→ **Source**:
Open kalepail opened this issue 3 years ago • 7 comments

What problem does your feature solve?

Read-only contract functions shouldn't be able to be submitted. Or maybe we allow some function flags at the contract layer like Solidity does for things like pure, view, payable, etc. Being able to submit a transaction that makes no changes and just returns data seems weird.

What would you like to see?

At the very least there should be a flag that allows the CLI to only call and return the preflight.

See thread on Discord https://discord.com/channels/897514728459468821/966788672164855829/1032397970911526993

kalepail avatar Oct 20 '22 13:10 kalepail

At the very least there should be a flag that allows the CLI to only call and return the preflight.

I think this is a duplicate of https://github.com/stellar/soroban-cli/issues/221.


Read-only contract functions shouldn't be able to be submitted.

I think it's difficult for the CLI to know for sure if a function is always read-only. It's also difficult for the SDK to guarantee a function will be read-only, so unfortunately if we did add a marker to the function it'd likely be more symbolic, so I'm hesitant to agree we should add that.

As @dmkozh mentioned on Discord the CLI can detect that the footprint in the simulation is read-only, which means that specific invocation was read-only. The CLI could bail early if it detects this.

This behavior might be inconsistent. A function might be read-only 90% of the time, then write sometimes. This could be surprising if a CLI invoke command works 90% of the time then actually submits 10% of the time. I don't think there's anything for us to do about this though. If the simulation is read-only, then the footprint will be read-only, and so even if the tx is submitting to network it will never have any impact, either that or it will fail if it tried to write. So it's probably fine to have it work like this:

The following command would exit early after simulation if the footprint is read-only:

$ soroban invoke --id ... --fn sometimes_read_only
stdout: <return value>

The following command would only ever do simulation (this is #221):

$ soroban invoke --id ... --fn sometimes_read_only --simulate
stdout: <return value>

If we discover a need where we want invocation to always submit to network we could add a new option at that time. We wouldn't need to add this until the need presented itself though.

$ soroban invoke --id ... --fn sometimes_read_only --force-submit
stdout: <return value>

leighmcculloch avatar Oct 20 '22 15:10 leighmcculloch

The following command would exit early after simulation if the footprint is read-only:

Is this behavior already implemented? I was making calls yesterday to futurenet for functions that definitely didn't do any writing and it was behaving as if it was submitting a transactions. Which now that I think about it I'm not entirely sure it was submitting a transaction vs just not returning until after the next ledger close. (~5 second wait times for the read only fn) Which I wouldn't have expected simulation calls to only return after the current ledger closed. Thus I assumed the current CLI was in fact submitting the transaction and not exiting early.

→ **Data**:
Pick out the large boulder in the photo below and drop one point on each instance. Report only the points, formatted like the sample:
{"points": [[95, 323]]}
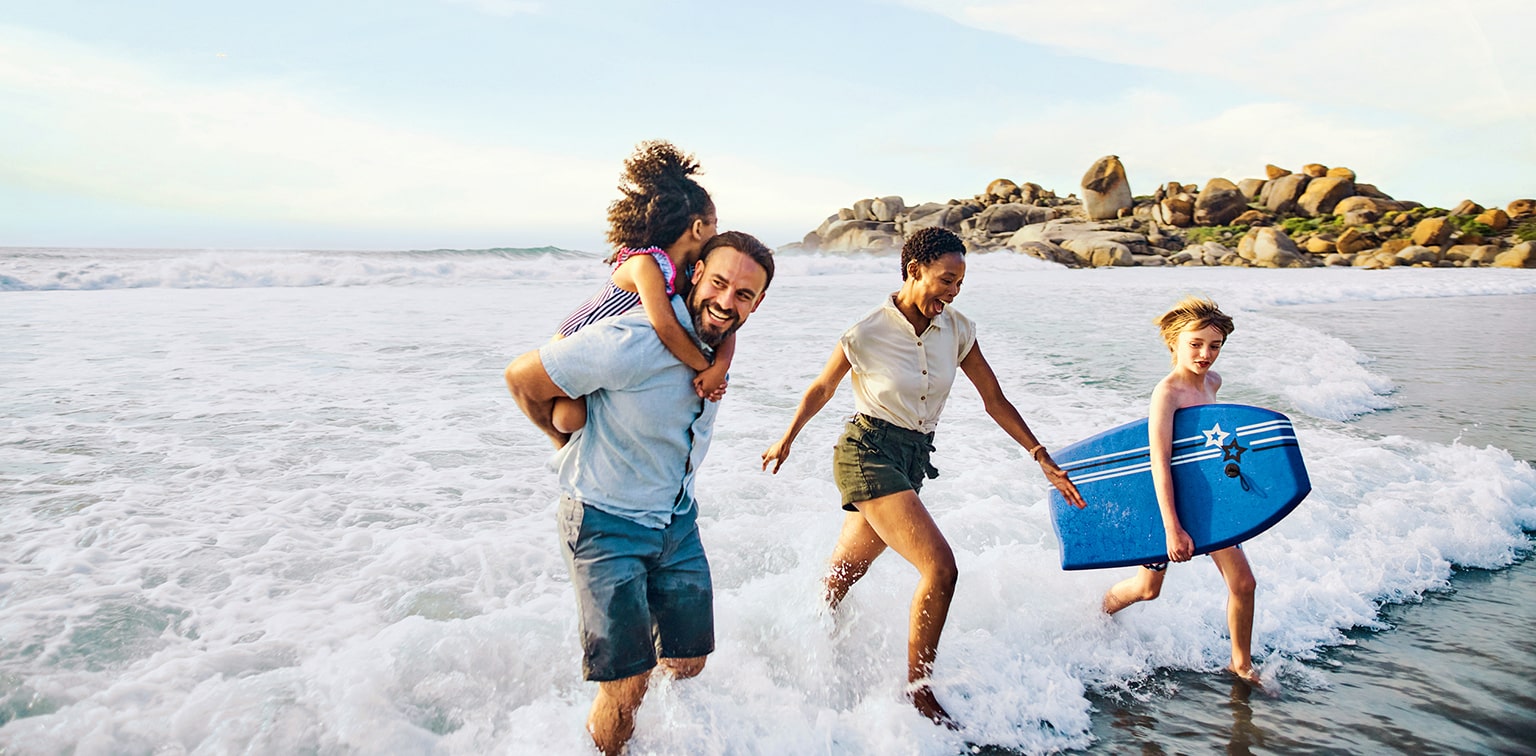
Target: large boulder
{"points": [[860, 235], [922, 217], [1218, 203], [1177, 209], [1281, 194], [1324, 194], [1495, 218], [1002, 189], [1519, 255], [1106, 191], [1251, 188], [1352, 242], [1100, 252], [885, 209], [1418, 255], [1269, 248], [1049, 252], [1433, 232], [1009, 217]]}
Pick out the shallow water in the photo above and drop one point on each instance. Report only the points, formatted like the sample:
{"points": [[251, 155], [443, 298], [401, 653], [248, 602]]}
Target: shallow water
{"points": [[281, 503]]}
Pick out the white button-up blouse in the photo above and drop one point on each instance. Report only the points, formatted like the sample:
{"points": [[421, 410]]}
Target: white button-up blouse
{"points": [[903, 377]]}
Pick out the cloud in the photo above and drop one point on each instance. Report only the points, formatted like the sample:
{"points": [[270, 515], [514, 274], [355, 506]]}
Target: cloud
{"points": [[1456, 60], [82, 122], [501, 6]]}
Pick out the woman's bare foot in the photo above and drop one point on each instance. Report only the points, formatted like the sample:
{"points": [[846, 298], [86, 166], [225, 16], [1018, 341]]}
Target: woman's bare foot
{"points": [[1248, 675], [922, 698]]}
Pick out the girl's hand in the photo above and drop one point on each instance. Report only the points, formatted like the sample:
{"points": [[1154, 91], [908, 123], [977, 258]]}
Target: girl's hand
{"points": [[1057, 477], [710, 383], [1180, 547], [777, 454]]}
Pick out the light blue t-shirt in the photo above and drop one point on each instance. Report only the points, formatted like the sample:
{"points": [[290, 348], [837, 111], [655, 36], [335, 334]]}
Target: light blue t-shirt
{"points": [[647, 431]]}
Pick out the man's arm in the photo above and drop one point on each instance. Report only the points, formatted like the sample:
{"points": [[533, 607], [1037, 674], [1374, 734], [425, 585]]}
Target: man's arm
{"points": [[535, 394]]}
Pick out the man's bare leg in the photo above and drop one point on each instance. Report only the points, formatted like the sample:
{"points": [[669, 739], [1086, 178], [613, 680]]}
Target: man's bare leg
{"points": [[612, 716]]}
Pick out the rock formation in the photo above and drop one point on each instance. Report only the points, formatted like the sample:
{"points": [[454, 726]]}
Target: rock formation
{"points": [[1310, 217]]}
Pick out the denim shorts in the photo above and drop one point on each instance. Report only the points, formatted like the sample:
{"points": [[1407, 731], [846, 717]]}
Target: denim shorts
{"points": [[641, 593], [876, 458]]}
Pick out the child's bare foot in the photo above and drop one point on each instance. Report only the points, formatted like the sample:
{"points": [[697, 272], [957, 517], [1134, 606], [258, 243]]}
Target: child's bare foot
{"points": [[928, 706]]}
---
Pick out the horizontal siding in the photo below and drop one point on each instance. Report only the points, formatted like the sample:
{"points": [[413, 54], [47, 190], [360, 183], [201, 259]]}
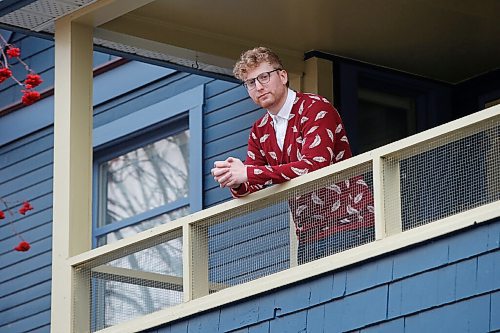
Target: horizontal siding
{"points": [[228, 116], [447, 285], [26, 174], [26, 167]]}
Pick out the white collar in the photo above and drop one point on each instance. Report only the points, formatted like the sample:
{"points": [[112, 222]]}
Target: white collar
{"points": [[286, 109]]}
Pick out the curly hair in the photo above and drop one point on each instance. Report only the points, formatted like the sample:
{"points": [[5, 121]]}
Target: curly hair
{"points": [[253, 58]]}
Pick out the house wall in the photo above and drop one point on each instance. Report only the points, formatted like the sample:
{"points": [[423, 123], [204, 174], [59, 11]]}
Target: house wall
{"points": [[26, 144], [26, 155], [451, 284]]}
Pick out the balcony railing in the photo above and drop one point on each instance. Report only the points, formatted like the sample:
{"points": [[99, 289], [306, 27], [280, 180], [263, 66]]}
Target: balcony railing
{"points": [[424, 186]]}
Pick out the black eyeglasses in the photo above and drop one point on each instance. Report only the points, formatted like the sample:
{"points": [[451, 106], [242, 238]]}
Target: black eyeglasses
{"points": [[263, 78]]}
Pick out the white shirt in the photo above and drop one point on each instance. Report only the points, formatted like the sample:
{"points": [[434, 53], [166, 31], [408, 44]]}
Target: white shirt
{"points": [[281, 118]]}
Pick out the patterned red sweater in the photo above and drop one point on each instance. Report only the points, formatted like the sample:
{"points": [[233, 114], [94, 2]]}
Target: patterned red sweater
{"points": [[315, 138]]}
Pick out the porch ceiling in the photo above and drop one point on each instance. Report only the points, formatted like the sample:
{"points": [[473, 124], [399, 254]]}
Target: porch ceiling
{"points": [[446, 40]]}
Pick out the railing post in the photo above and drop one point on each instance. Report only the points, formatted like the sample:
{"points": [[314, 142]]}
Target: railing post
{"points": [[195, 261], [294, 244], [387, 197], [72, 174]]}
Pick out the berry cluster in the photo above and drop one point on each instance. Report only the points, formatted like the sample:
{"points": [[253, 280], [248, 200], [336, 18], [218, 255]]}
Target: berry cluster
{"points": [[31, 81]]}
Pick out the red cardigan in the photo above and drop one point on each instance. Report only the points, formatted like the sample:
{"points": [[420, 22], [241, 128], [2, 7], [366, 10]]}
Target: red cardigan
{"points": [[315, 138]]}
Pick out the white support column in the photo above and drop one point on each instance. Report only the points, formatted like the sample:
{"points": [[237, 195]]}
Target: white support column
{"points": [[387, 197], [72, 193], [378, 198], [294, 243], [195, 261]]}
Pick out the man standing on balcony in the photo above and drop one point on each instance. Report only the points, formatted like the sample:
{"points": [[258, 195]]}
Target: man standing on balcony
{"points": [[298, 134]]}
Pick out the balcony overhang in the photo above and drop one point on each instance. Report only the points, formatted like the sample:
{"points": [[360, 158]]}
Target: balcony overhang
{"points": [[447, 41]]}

→ **List of tasks**:
1 – According to the issue thread, which earlier soroban-cli issue is the request for a preflight-only flag thought to duplicate?
2 – Echo the part of the issue thread that opens with the words containing "See thread on" and closes with "it detects this.".

→ **Answer set**:
1 – Issue #221 (https://github.com/stellar/soroban-cli/issues/221)

2 –
See thread on Discord https://discord.com/channels/897514728459468821/966788672164855829/1032397970911526993

kalepail avatar Oct 20 '22 13:10 kalepail

At the very least there should be a flag that allows the CLI to only call and return the preflight.

I think this is a duplicate of https://github.com/stellar/soroban-cli/issues/221.


Read-only contract functions shouldn't be able to be submitted.

I think it's difficult for the CLI to know for sure if a function is always read-only. It's also difficult for the SDK to guarantee a function will be read-only, so unfortunately if we did add a marker to the function it'd likely be more symbolic, so I'm hesitant to agree we should add that.

As @dmkozh mentioned on Discord the CLI can detect that the footprint in the simulation is read-only, which means that specific invocation was read-only. The CLI could bail early if it detects this.